--- start Source records ---

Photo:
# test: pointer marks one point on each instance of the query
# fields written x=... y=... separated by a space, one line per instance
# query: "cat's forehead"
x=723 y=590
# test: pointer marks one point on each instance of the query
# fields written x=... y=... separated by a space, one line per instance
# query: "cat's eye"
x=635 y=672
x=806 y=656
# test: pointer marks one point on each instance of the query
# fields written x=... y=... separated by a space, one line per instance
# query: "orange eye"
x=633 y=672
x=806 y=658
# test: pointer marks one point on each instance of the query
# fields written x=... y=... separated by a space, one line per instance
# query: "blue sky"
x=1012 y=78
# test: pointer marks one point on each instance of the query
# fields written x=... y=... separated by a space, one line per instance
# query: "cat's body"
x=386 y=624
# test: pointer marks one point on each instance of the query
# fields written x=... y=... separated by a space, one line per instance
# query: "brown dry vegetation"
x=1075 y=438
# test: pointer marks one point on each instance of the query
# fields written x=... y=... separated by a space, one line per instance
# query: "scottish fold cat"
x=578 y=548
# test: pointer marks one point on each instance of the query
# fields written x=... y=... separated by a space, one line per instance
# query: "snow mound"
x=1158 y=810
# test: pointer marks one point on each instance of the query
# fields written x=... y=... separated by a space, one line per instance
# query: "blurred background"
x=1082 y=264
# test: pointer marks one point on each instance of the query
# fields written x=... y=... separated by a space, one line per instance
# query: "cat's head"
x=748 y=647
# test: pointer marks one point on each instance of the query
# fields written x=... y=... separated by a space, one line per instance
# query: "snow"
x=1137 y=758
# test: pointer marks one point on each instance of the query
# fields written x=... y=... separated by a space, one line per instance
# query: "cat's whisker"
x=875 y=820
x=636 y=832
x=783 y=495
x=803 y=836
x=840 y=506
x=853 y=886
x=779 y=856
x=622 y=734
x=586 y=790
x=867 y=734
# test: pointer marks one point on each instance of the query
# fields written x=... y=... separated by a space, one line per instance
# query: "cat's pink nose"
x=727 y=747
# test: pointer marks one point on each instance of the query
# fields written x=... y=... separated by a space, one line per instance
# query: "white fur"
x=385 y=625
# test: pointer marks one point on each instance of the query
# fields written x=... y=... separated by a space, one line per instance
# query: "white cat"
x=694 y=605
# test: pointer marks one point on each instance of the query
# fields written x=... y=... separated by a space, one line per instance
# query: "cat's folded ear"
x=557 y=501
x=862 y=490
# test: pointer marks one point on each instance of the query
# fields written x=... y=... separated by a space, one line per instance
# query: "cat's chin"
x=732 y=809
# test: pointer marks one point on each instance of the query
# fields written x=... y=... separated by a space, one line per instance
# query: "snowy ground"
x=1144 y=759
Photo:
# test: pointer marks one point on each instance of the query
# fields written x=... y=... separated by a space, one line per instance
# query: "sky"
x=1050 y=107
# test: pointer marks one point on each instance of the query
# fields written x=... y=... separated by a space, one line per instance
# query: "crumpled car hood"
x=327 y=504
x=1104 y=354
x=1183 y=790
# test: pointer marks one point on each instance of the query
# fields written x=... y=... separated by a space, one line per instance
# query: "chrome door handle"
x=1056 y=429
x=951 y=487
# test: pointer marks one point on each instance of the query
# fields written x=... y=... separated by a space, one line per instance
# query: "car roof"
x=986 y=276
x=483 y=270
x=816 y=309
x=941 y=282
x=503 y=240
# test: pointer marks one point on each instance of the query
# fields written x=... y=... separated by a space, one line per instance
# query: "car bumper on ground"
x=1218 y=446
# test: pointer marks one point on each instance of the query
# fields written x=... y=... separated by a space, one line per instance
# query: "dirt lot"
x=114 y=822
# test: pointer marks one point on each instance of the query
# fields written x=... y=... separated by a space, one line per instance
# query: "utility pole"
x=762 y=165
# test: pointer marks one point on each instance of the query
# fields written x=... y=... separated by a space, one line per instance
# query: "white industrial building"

--- end Source records ---

● **Task instructions**: Rewrite the lines from the start of the items through the line containing "x=806 y=658", leaving all other text as it is, and shift every coordinate in the answers by adding 98 to each x and y value.

● **The output**:
Photo:
# test: pointer marks one point on each instance of the query
# fields written x=... y=... separated by a space, one line per instance
# query: "cat's forehead"
x=821 y=688
# test: pointer marks one point on each instance of the query
# fields written x=... y=... separated by a space, one line per instance
# query: "cat's eye"
x=733 y=770
x=904 y=754
# test: pointer marks one point on each instance of the query
# fields written x=... y=... separated by a space, one line per instance
# query: "orange eye"
x=731 y=770
x=904 y=756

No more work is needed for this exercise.